» WHAT THIS TASK INVOLVES: All entries that follow are to be printed exactly as written.

» EXTRACTED MATERIAL:

# # #

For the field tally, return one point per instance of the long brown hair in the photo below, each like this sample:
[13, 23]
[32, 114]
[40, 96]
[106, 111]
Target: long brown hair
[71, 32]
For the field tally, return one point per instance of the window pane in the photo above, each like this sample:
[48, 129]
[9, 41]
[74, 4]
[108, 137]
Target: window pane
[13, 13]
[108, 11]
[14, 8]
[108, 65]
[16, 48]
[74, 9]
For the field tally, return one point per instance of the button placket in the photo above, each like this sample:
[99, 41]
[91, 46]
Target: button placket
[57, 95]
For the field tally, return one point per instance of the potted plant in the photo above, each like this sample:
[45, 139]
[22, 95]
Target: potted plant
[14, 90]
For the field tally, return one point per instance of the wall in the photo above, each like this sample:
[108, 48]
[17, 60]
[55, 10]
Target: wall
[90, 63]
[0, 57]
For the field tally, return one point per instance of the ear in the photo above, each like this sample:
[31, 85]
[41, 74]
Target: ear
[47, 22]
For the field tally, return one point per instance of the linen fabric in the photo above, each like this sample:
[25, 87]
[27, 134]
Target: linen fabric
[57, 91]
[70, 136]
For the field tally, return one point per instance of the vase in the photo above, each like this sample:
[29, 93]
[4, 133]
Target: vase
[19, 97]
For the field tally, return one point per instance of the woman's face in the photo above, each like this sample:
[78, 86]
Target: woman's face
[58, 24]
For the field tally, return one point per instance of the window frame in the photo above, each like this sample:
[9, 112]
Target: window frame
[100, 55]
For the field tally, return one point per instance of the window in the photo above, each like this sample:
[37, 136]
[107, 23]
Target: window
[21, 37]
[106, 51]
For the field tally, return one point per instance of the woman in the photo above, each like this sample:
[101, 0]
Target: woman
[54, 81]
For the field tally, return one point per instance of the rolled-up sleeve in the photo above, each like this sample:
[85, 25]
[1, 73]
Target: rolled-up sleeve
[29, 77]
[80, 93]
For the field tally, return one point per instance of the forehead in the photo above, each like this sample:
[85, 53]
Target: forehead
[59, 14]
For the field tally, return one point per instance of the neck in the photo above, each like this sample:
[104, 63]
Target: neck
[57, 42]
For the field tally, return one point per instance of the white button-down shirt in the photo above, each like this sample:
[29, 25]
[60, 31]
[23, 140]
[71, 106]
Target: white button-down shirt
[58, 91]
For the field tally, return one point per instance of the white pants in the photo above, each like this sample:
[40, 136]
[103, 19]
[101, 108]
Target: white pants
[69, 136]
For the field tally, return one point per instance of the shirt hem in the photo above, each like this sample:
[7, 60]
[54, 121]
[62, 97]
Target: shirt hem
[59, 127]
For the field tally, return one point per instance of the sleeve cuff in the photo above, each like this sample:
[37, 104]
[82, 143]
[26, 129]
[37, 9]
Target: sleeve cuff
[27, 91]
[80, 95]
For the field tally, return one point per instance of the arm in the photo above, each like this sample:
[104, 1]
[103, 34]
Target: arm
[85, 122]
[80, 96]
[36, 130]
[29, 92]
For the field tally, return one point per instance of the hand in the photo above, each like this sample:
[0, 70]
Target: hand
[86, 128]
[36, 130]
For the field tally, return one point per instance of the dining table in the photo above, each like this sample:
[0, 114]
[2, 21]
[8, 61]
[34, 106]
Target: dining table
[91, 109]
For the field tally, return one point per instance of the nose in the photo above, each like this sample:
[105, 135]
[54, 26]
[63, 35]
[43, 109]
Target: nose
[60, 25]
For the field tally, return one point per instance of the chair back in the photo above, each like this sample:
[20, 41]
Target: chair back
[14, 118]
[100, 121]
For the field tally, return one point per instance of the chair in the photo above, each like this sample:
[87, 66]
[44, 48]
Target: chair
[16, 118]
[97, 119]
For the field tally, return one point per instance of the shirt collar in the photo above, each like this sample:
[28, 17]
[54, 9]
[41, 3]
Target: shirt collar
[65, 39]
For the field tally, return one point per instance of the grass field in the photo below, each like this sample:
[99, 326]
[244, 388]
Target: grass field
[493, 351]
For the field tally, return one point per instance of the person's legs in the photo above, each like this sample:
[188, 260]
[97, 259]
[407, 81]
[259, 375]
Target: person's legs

# # #

» SOLUTION TO THE EXERCISE:
For the field tally, return one point per instance of the long brown hair in the photo below, each like this sample:
[13, 23]
[32, 114]
[40, 96]
[106, 111]
Target: long brown hair
[71, 32]
For the field tally, return one point per instance of the window pane in the photo above, each like this sample:
[48, 129]
[9, 41]
[74, 4]
[108, 137]
Target: window pane
[13, 13]
[108, 11]
[14, 8]
[108, 65]
[16, 48]
[74, 9]
For the field tally, return one point per instance of the button placket in the photo above, each like this sample:
[99, 41]
[91, 46]
Target: button placket
[57, 95]
For the field tally, return one point per instance of the potted plant in the photo above, each like this sample:
[45, 139]
[22, 95]
Target: potted plant
[14, 90]
For the field tally, return one point per instance of the wall in the photo above, each like this sample:
[108, 48]
[17, 60]
[55, 10]
Target: wall
[90, 63]
[0, 57]
For the field tally, return one point per instance of the ear in the photo above, each like this sample:
[31, 85]
[41, 74]
Target: ear
[47, 22]
For the field tally, return one point per instance of the linen fabric in the photo above, each like this sample:
[25, 87]
[27, 134]
Target: linen fabric
[57, 91]
[70, 136]
For the field tally, return one point per instance of the vase in the photo above, each like this sample:
[29, 93]
[4, 133]
Target: vase
[19, 97]
For the field tally, return one point per instance of the woman's face in the photo above, each like this sample:
[78, 86]
Target: woman's face
[58, 24]
For the field tally, return one point per instance of the window frame in the photo above, each like this sample:
[9, 112]
Target: window frame
[100, 55]
For the field tally, return one point per instance of the window in the photo above, each like this sample:
[37, 136]
[107, 23]
Target: window
[21, 37]
[106, 51]
For the field tally, return one point per instance of the woman in the photo above, each like this sample:
[101, 0]
Target: woman
[54, 81]
For the field tally, return one point per instance of the rolled-up sleeve in the photo above, each like this sample:
[85, 25]
[1, 73]
Target: rolled-up sleeve
[29, 77]
[80, 93]
For the field tally, return one point per instance of the forehead in the photo above, each like this sample:
[85, 53]
Target: forehead
[59, 14]
For the field tally, return one point per instance of the neck in the photo above, each like this sample:
[104, 63]
Target: neck
[57, 42]
For the field tally, return one point per instance of the white button-down shirt in the photo above, each like this sample:
[29, 25]
[60, 31]
[23, 140]
[71, 106]
Target: white button-down shirt
[58, 91]
For the field tally, return one point per instance of the white pants in the photo above, each like this sample:
[40, 136]
[103, 19]
[101, 108]
Target: white pants
[69, 136]
For the field tally, return one point per instance of the shirt hem in the photo above, each like this sample:
[7, 60]
[54, 121]
[62, 97]
Target: shirt hem
[59, 127]
For the field tally, return one point per instance of the sleeve cuff in the photo above, each like this sample:
[37, 104]
[82, 143]
[26, 129]
[37, 9]
Target: sleeve cuff
[27, 91]
[80, 95]
For the field tally, return one point per instance of the arm in the photo above, each like this sample:
[104, 1]
[103, 34]
Target: arm
[85, 122]
[80, 96]
[36, 130]
[29, 92]
For the field tally, return one point per instance of the hand in the photo above, each like this sample:
[0, 70]
Target: hand
[86, 128]
[36, 130]
For the field tally, return one point per instance of the dining table in the photo above, each like this sample:
[0, 114]
[2, 21]
[8, 61]
[34, 106]
Target: dining table
[91, 109]
For the field tally, return one point per instance of the nose in the photo above, each like this sample:
[105, 135]
[54, 26]
[63, 35]
[43, 109]
Target: nose
[60, 25]
For the field tally, return one point per instance of the chair back in the photo above, each like this sample:
[20, 41]
Target: chair back
[14, 118]
[100, 121]
For the field tally, return one point per instance of the chair in the photo above, each like this sample:
[87, 66]
[44, 48]
Target: chair
[16, 118]
[97, 119]
For the field tally, return one point per instance of the shirt collar in the photo above, each like this sample:
[28, 17]
[54, 9]
[41, 3]
Target: shirt collar
[65, 39]
For the field tally, return one point per instance of the grass field in the photo below, each like this sample:
[99, 326]
[244, 388]
Target: grass field
[493, 351]
For the field tally, return one point per instance of the person's legs in the photo above, each like this sample:
[188, 260]
[97, 259]
[407, 81]
[259, 375]
Target: person's legs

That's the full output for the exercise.